» WRITTEN REQUEST
Locate each line in the entries below that contains the word "arched", and copy those lines out in the order they appear.
— BEGIN —
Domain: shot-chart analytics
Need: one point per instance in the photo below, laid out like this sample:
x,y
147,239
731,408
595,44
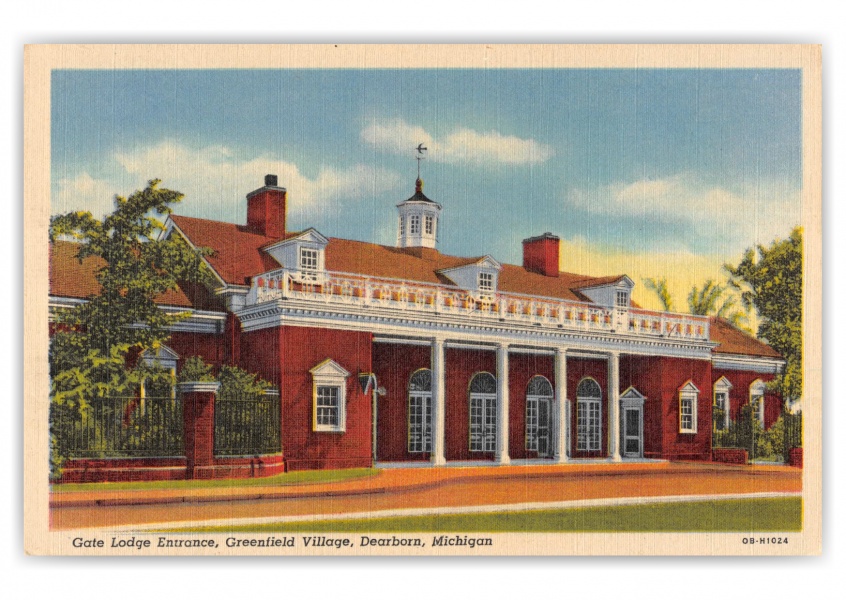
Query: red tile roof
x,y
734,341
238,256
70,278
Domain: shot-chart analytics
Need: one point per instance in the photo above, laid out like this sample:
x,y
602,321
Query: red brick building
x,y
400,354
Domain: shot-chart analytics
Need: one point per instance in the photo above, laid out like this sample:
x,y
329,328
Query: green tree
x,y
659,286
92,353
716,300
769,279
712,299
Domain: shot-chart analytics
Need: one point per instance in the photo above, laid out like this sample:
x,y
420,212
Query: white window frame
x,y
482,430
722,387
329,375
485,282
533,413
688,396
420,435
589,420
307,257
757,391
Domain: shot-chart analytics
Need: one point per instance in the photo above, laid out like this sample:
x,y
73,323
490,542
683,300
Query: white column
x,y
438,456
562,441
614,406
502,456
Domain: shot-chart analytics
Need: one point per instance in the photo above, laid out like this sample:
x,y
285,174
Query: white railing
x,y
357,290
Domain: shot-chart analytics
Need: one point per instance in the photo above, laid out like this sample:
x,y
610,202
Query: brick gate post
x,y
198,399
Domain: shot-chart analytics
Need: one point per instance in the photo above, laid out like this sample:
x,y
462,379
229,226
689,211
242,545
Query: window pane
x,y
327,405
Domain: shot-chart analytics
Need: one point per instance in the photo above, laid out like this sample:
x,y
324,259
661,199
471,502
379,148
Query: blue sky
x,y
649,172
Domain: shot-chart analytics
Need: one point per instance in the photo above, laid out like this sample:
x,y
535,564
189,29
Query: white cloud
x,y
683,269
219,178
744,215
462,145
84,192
— END —
— BEGIN —
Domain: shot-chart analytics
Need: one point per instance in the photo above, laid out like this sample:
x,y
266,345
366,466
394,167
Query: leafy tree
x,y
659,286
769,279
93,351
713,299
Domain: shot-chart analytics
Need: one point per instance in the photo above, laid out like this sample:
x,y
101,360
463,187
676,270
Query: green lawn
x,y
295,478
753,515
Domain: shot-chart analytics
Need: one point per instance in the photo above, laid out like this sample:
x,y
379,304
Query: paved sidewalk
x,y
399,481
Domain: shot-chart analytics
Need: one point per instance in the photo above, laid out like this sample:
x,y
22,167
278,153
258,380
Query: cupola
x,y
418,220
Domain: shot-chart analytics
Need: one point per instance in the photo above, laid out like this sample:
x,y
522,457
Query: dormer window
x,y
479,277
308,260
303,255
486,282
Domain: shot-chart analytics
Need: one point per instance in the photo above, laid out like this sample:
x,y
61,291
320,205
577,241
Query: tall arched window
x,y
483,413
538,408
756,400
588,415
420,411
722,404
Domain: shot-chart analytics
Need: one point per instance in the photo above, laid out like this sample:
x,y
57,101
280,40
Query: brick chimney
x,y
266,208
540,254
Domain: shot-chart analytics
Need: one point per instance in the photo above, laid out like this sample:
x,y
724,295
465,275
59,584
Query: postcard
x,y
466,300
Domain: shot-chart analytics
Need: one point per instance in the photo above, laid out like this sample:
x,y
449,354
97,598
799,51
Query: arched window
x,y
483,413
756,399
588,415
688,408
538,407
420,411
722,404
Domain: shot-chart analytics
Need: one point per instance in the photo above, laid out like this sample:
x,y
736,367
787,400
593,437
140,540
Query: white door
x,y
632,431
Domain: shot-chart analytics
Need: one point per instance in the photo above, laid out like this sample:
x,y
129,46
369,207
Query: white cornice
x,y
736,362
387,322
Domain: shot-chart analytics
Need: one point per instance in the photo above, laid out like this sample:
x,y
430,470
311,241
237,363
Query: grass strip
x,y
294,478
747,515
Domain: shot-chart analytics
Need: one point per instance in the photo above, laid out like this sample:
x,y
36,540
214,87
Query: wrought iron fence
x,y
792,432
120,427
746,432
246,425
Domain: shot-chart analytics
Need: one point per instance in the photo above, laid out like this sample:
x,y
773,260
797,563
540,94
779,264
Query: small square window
— END —
» RESPONSE TO THE EXERCISE
Query: tall arched window
Query: arched window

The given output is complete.